• WRITTEN EXERCISE: Can you copy out, word for word, the records from their first line up to and including the line with "point(203, 87)"?

• DATA ENTRIES:

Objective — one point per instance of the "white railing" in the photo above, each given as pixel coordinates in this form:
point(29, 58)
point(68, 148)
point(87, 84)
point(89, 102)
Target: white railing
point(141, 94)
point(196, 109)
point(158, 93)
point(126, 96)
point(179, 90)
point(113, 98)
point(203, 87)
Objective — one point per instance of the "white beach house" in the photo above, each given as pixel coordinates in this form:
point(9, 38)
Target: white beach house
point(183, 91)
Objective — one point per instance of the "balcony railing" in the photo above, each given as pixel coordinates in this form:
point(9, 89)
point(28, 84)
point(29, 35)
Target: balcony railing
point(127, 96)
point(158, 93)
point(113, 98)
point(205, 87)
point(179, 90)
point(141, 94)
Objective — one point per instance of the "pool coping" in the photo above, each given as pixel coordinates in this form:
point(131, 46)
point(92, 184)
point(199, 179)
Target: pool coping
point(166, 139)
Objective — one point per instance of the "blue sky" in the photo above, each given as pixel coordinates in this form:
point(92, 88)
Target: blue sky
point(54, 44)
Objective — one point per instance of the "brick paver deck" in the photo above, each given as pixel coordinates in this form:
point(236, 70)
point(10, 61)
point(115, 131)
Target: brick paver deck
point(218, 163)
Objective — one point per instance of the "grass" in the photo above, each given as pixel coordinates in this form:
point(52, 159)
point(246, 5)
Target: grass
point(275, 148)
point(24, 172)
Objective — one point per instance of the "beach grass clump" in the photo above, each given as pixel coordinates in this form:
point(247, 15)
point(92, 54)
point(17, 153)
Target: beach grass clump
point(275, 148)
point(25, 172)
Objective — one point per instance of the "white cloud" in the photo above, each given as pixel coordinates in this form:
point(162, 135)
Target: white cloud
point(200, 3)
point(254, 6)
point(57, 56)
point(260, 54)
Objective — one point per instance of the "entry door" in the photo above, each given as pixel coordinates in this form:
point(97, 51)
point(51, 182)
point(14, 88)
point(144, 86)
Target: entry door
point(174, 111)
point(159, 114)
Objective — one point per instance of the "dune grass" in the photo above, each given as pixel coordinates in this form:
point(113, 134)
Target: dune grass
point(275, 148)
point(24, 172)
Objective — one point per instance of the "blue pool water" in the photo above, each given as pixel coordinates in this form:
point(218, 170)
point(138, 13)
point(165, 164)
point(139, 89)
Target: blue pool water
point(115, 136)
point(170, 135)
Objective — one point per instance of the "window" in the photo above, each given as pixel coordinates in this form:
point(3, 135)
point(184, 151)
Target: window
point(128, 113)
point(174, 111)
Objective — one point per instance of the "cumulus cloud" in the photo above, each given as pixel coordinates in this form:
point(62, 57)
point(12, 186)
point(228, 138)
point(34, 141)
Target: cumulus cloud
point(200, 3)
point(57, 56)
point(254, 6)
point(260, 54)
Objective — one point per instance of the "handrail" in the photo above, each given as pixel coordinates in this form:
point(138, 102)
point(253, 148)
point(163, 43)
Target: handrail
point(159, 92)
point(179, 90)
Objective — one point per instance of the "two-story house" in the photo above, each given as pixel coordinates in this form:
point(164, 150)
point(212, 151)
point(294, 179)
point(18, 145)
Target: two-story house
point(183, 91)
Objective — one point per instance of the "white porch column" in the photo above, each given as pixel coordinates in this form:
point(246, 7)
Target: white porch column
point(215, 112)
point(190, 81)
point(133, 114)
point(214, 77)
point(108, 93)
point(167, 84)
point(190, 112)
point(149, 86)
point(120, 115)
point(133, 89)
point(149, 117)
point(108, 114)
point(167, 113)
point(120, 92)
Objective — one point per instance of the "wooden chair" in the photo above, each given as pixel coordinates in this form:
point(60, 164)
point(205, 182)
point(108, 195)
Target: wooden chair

• THE OUTPUT:
Objective — one point per instance of the "white railing" in the photo above, each given as pixel coordinates in this form:
point(29, 58)
point(68, 148)
point(87, 84)
point(89, 102)
Target: white railing
point(141, 94)
point(196, 109)
point(158, 93)
point(126, 96)
point(179, 90)
point(113, 98)
point(203, 87)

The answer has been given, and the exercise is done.